Excerpt:

>>>

# Goliath Bird Eater molted



## SERRAPYGO (Feb 4, 2003)

Shiney and new!, my GBE had a successful molt. He flipped on his back Thursday night and began to emerge Friday morning just before I went to work. I was worried about a problematic molt while I was away, but all went well. I managed to snap off a few pics before I left for work. My Mexican Red Knee just came out with new skin as well.


----------



## redpiranhas4 (Feb 23, 2003)

looks amazing i like the way the old skin is left intact almost looks like another spider


----------



## Winkyee (Feb 17, 2003)

Very cool.
What are they eating?


----------



## Red Eyes (Nov 25, 2003)

Congrats! What are you going to do with the molt(s)? Are they really hungry after molting?


----------



## skool_uo (Jul 28, 2006)

how much larger did you GBE get after this molt?

those pics are freakin sweet!


----------



## ICEE (Feb 3, 2007)




----------



## SERRAPYGO (Feb 4, 2003)

Winkyee said:


> Very cool.
> What are they eating?


Thankya.
The GBE is eating crickets, superworms and the occasional frozen pinkie. 
He's not fussy!


> how much larger did you GBE get after this molt?


Not too much bigger. But, GBE's grow fast and molt often, so I'm expecting good growth in the future.


> Congrats! What are you going to do with the molt(s)? Are they really hungry after molting?


The Mexican Red Knee's molt was dried out and fell apart...so I tossed it. The GBE's molt is still in the tank. It looks to be in nice shape. But, I went in there to retrieve it and he got really grumpy!...he kicked hairs and my eye is now sore. I haven't messed with him since. Expert tarantula people are telling me I should go the doctor ASAP for my eye...it's watering, sore and blurry. I'll wait until tommorow to see if it improves.

<<<

To do:
1. Repeat, word for word, everything in the tarantula molt thread from "## Red Eyes" down to "(Jul 28, 2006)".
2. In the tarantula molt thread, what does the GBE eat?
3. Write the next part of the tarantula molt thread, picking up after its last sentence.
The rows aren't needed for any of this.

Data for review:

>>>

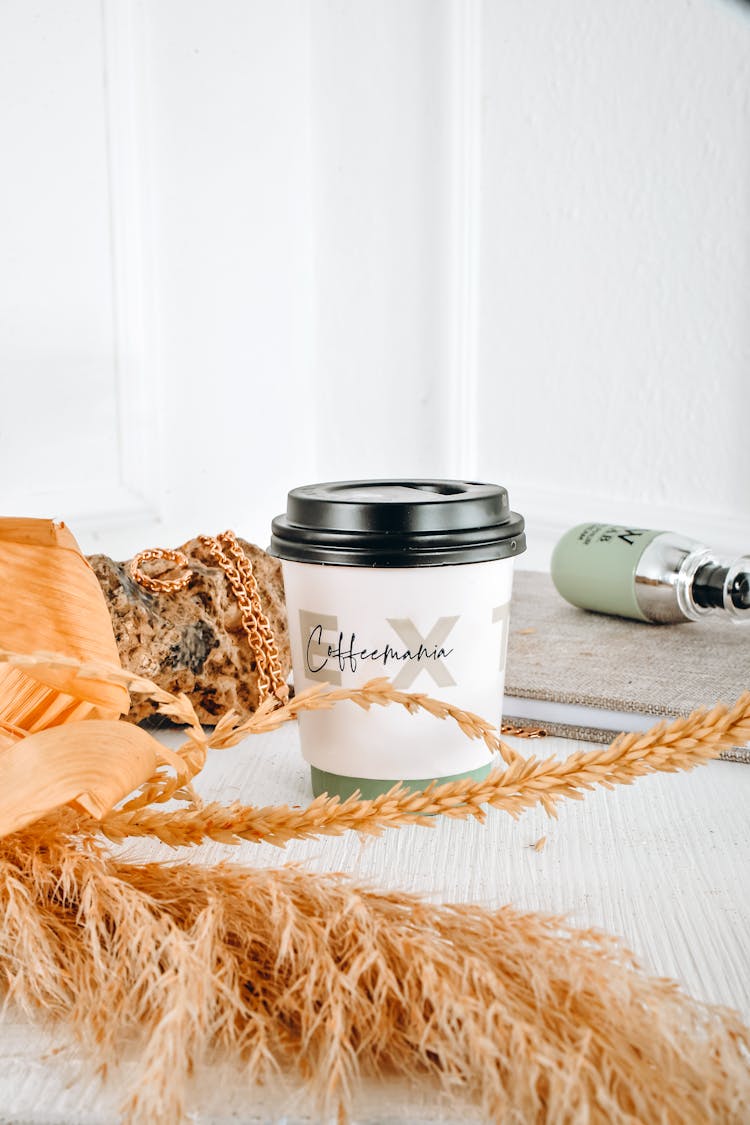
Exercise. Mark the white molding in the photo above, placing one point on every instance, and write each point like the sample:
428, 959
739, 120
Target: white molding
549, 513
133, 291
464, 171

<<<
>>>

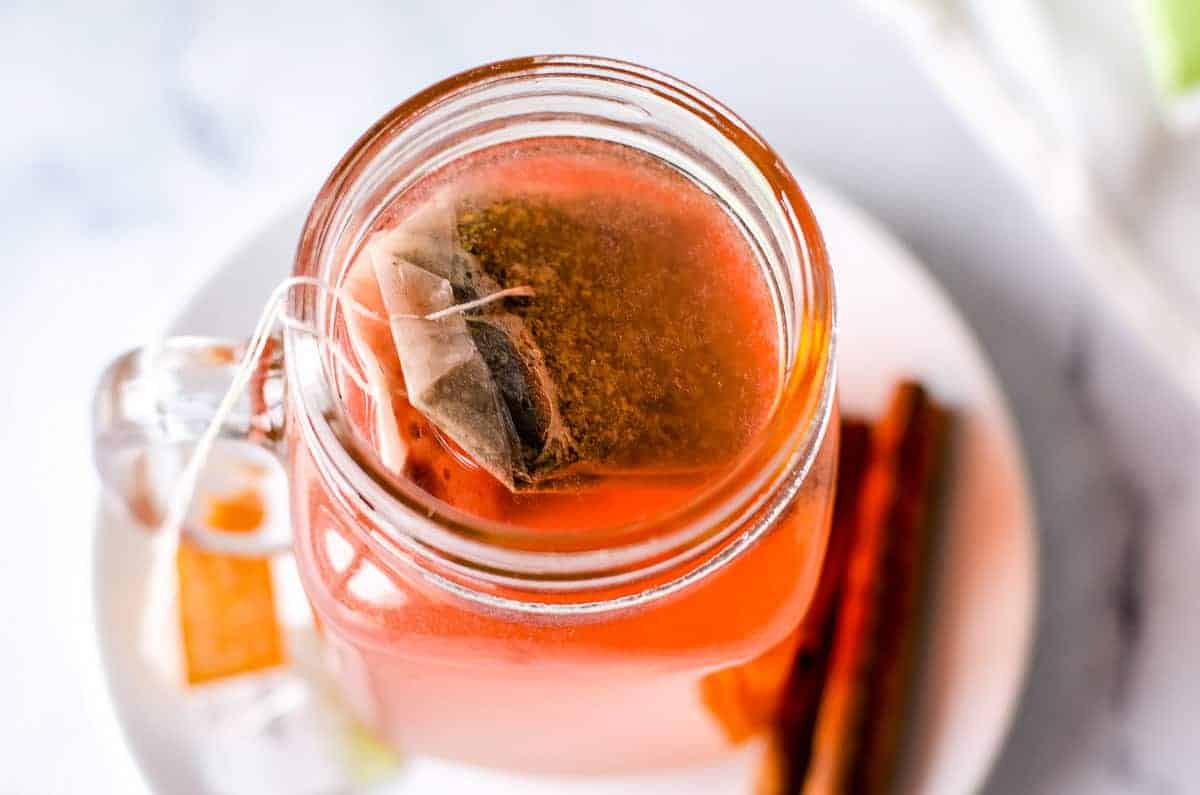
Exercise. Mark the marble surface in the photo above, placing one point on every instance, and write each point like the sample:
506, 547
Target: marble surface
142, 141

<<<
>>>

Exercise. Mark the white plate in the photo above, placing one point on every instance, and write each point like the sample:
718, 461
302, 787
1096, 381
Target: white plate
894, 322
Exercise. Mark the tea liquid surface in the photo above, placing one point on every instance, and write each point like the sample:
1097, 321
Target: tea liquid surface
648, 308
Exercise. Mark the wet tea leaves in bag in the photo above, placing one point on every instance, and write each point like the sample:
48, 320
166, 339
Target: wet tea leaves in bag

<<<

Responses by task:
1.
## Red Eyes (Nov 25, 2003)

Congrats! What are you going to do with the molt(s)? Are they really hungry after molting?


----------



## skool_uo (Jul 28, 2006)

2. Crickets, superworms and the occasional frozen pinkie.

3.
Thanks all!


----------



## Badrad1532 (Apr 15, 2006)

Pretty much the coolest thing Ive ever seen


----------



## blazednosferatu (Feb 27, 2006)

I hate spiders but nice pics anyways, scary looking spider.........


----------



## Red Eyes (Nov 25, 2003)

"The Mexican Red Knee's molt was dried out and fell apart...so I tossed it. The GBE's molt is still in the tank. It looks to be in nice shape. But, I went in there to retrieve it and he got really grumpy!...he kicked hairs and my eye is now sore. I haven't messed with him since. Expert tarantula people are telling me I should go the doctor ASAP for my eye...it's watering, sore and blurry. I'll wait until tommorow to see if it improves."

To be on the safe side I would get to the Dr's ASAP!


----------



## psychofish (Jun 5, 2004)

Very cool pics, you have 2 awsome spiders.

You need to get your eye checked out ASAP if you dont get all of those 
hairs flushed out your eye can get seriously infected and you may go blind.


----------



## SERRAPYGO (Feb 4, 2003)

Red Eyes said:


> "The Mexican Red Knee's molt was dried out and fell apart...so I tossed it. The GBE's molt is still in the tank. It looks to be in nice shape. But, I went in there to retrieve it and he got really grumpy!...he kicked hairs and my eye is now sore. I haven't messed with him since. Expert tarantula people are telling me I should go the doctor ASAP for my eye...it's watering, sore and blurry. I'll wait until tommorow to see if it improves."
> 
> To be on the safe side I would get to the Dr's ASAP!


I went into Urgent Care early today. They put drops in my eye and checked it out under special lights. They didn't find any urticating bristle, but they did find an abrasion....possibly caused by a urticating hair. I garauntee this was the result of the GBE kicking. I felt the discomfort shortly after the incident. I'm not sure if I want to keep an animal that sends me to urgent care...this just solidifies my love of reptiles and fish!


----------



## blazednosferatu (Feb 27, 2006)

Wow, i didnt know spiders could do that to you, very interesting! Good luck with the eye


----------



## Red Eyes (Nov 25, 2003)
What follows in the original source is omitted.